# Reading text:
-=-=-

# Grooming tools help?



## Kt77 (Sep 20, 2012)

This is Bertie at 6 weeks







Breeder said he will have a loose perm she thinks but he has a lot of hair than his sister. 
Are there any particular brushes for puppies?
I really haven't a clue on what I'm supposed get, help I'm collecting him Sunday week!


----------



## calli.h (Aug 29, 2011)

Katie he lovely, bless him!!

Arthur didnt really need to be groomed as their puppy fur doesn't mat, but to get them used to being brushed we got a soft bristled brush from PAH. 

As he gets older there are tonnes of different brushes to chose from as I am sure you will be advised about further on here, but no need to rush in straight away!!

Exciting times


----------



## Enneirda. (Mar 5, 2010)

This is the gear I got for my kids, love them all. Goes from most important to least. 

Millers Forge Self-Cleaning Soft Slicker Brush 
http://s.petco.com/assets/product_images/0/076681832551C.jpg

Generic greyhound comb
http://care-for-dog.com/Image/dog-comb-big.jpg

Kenshii Scorpion Curved Dog Shear 
http://www.thepetonline.com/images/KENS_Straight.jpg

Paw print mat breaker (the one with the closer blades)
http://www.groomersmall.com/images/Dematters-5-and-9-blade-lg.jpg


----------



## Kt77 (Sep 20, 2012)

Thanks guys


----------



## wellerfeller (Jul 12, 2011)

Puppy fur doesn't need a lot of grooming, it's great! Always a good idea to brush regularly though so that puppy is used to being handled and brushed when you really do need to groom a lot.
A double sided pin/ bristle brush will be perfect.


----------



## Kt77 (Sep 20, 2012)

Thanks il get one brush for him x


----------

-=-=-

# Work to be completed:
Answer these questions using the grooming thread:
(a) How old is Bertie in the first post?
(b) What kind of brush did calli.h get from PAH for Arthur?
(c) Which item does Enneirda. rank as most important?

# Data:
-=-=-

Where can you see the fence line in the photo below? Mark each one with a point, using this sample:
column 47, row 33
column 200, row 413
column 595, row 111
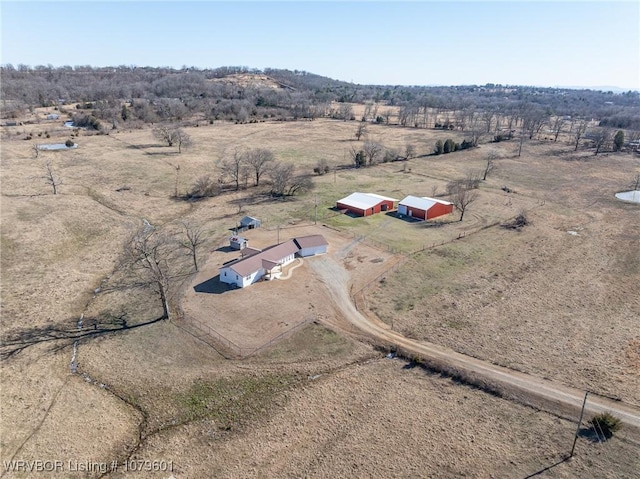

-=-=-

# The response:
(a) 6 weeks
(b) A soft bristled brush
(c) The Millers Forge Self-Cleaning Soft Slicker Brush